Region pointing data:
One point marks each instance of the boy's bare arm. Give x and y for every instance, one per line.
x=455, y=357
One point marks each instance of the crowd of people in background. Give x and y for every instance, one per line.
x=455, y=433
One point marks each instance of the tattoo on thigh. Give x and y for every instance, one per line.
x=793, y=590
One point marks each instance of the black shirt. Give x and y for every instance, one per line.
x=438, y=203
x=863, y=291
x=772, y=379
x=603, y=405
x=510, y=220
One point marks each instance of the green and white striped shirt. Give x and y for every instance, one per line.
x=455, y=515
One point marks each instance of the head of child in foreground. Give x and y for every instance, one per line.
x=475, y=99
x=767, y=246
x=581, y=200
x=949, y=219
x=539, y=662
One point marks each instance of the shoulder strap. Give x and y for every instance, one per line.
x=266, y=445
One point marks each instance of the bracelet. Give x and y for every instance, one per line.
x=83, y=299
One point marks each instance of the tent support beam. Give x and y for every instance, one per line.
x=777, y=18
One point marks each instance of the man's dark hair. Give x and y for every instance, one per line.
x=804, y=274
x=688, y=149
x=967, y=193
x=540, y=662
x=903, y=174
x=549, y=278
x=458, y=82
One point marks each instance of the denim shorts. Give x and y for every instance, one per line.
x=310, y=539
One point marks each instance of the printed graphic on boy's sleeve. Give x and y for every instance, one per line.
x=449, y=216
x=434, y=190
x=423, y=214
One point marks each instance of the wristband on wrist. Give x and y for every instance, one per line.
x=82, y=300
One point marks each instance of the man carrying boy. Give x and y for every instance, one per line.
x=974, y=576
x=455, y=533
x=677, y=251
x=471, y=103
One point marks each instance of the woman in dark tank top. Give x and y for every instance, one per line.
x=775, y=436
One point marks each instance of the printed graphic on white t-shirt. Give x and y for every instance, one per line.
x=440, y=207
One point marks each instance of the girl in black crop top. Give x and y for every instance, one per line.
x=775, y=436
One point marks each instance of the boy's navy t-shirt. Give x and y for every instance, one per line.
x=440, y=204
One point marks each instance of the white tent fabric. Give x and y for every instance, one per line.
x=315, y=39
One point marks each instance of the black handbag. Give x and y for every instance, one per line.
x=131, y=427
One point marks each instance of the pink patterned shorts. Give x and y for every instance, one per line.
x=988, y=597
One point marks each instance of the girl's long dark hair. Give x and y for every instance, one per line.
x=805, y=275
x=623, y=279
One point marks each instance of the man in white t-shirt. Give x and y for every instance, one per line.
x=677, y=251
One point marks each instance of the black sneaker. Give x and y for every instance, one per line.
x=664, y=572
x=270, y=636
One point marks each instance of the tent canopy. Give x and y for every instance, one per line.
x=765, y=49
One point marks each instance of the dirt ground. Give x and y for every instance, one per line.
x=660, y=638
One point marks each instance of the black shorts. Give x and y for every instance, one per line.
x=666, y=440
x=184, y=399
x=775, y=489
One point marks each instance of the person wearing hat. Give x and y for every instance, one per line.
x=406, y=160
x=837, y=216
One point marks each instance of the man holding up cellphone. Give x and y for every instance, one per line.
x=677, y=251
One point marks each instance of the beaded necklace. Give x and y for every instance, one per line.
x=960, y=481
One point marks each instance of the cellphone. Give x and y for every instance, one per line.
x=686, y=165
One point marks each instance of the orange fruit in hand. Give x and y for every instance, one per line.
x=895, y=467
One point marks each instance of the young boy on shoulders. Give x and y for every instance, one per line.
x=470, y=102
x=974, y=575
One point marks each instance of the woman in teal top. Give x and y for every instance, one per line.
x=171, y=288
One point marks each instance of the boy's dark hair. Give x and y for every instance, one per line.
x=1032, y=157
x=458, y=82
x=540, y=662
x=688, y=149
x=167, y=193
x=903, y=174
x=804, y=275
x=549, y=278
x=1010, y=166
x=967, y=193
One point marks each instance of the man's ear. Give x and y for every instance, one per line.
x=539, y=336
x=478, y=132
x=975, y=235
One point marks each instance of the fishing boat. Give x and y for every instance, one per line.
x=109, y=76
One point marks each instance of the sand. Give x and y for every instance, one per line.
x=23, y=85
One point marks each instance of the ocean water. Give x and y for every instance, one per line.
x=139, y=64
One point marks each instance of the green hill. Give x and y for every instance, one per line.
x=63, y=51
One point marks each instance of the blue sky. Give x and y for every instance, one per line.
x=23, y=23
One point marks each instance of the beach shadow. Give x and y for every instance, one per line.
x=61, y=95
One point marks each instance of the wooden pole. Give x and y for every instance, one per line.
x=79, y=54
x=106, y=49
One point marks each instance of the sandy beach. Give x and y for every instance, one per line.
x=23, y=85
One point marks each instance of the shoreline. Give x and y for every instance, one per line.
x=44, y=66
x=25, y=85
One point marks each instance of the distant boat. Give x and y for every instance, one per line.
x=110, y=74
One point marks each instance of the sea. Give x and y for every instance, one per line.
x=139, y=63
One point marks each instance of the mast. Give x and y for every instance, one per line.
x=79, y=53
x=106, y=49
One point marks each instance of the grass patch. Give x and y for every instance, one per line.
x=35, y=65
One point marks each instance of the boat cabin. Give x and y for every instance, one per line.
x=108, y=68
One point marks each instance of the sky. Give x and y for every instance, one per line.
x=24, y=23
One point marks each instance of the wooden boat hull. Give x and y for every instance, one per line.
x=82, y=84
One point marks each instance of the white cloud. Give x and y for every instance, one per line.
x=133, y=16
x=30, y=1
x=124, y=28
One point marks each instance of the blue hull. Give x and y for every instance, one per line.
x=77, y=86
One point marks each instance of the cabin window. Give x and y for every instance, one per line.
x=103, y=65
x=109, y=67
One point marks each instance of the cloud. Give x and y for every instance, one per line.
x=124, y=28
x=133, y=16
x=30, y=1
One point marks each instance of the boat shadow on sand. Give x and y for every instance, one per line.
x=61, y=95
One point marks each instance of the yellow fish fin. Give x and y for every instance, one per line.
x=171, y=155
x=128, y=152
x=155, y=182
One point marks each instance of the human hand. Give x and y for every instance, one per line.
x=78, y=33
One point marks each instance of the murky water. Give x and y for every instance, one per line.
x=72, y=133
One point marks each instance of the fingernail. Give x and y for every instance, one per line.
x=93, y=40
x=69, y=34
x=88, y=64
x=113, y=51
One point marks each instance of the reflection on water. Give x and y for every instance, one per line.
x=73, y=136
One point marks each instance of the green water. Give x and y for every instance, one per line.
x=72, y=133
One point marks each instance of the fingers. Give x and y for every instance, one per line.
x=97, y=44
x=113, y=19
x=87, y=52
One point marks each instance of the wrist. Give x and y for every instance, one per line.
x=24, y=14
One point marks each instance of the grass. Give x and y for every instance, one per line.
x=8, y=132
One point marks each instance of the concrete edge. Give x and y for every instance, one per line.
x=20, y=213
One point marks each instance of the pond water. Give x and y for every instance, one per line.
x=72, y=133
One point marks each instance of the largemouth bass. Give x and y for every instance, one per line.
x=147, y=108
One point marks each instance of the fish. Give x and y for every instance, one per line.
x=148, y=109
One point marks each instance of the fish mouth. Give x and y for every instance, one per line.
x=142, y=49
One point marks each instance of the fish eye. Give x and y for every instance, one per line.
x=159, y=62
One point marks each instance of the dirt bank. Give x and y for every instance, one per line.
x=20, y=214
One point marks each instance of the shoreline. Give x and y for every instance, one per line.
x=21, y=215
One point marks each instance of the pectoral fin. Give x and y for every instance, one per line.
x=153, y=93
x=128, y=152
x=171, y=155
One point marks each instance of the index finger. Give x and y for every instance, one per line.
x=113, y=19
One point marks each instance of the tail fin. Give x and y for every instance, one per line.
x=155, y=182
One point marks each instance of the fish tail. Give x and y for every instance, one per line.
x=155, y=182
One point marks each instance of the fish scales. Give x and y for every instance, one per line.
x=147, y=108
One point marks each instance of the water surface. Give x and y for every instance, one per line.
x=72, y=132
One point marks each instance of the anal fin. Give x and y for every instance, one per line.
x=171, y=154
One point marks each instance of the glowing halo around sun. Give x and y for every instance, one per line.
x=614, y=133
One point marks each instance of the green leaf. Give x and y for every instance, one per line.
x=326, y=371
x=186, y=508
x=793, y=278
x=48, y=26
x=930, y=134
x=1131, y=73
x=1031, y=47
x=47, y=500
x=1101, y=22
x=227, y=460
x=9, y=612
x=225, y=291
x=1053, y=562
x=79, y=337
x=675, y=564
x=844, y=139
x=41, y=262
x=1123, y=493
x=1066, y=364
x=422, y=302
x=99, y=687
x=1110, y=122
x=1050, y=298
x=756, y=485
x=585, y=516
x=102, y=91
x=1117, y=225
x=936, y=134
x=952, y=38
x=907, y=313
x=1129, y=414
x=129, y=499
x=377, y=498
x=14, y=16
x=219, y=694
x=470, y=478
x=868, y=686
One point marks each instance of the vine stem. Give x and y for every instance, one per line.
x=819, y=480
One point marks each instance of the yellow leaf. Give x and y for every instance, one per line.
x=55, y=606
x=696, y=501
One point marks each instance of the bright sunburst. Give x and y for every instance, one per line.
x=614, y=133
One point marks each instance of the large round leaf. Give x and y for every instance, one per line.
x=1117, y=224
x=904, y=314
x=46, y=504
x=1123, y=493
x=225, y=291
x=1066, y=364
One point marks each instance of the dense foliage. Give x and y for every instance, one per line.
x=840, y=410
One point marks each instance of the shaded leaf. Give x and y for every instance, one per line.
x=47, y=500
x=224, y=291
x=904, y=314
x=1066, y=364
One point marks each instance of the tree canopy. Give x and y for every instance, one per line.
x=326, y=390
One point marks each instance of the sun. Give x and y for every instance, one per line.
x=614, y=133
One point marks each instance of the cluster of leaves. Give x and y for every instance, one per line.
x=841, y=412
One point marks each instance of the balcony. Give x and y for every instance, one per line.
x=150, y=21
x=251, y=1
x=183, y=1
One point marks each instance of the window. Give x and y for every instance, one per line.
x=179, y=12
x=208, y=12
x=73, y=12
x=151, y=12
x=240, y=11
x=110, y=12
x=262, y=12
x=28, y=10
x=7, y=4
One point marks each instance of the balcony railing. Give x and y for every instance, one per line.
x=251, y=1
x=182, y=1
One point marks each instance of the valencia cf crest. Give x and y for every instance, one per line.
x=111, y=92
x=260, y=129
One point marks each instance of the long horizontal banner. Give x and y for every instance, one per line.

Exercise brief
Please write out, exactly as they appear, only the lines from the one holding "One point marks each instance of the yellow leaf." through the end of the data.

Output below
One point marks each instance of the yellow leaf. Give x and y for every instance, one per line.
x=55, y=606
x=696, y=501
One point marks each instance of the bright sunburst. Give x and y for every instance, one per line.
x=614, y=133
One point marks each instance of the large round leaf. Give x and y for every instance, one per line.
x=1117, y=224
x=904, y=314
x=46, y=504
x=1123, y=493
x=225, y=291
x=1066, y=364
One point marks each instance of the dense foliage. Give x and y for every instance, one per line.
x=840, y=410
One point marks each instance of the shaded leaf. Give x and y for every instance, one per line.
x=47, y=500
x=224, y=291
x=904, y=314
x=1066, y=364
One point marks each instance of the tree canopy. Give x and y for every instance, one per line.
x=326, y=390
One point marks each instance of the sun. Give x and y for every instance, one per line.
x=614, y=133
One point marks each instance of the cluster of leaves. Give x and y for every instance, one per line.
x=841, y=412
One point marks each instance of the balcony. Give x and y for every instance, one per line.
x=150, y=21
x=251, y=1
x=183, y=1
One point marks each instance of the window. Give x and y for every instance, one per line.
x=179, y=12
x=208, y=12
x=73, y=12
x=151, y=12
x=240, y=11
x=110, y=12
x=262, y=12
x=28, y=10
x=7, y=4
One point marks each instance of the balcony railing. Give x and y for every instance, one per line.
x=251, y=1
x=182, y=1
One point marks each instance of the valencia cf crest. Give x and y for every instance, one per line.
x=111, y=92
x=260, y=129
One point marks each instance of the long horizontal banner. Give x and y for every instance, one per line.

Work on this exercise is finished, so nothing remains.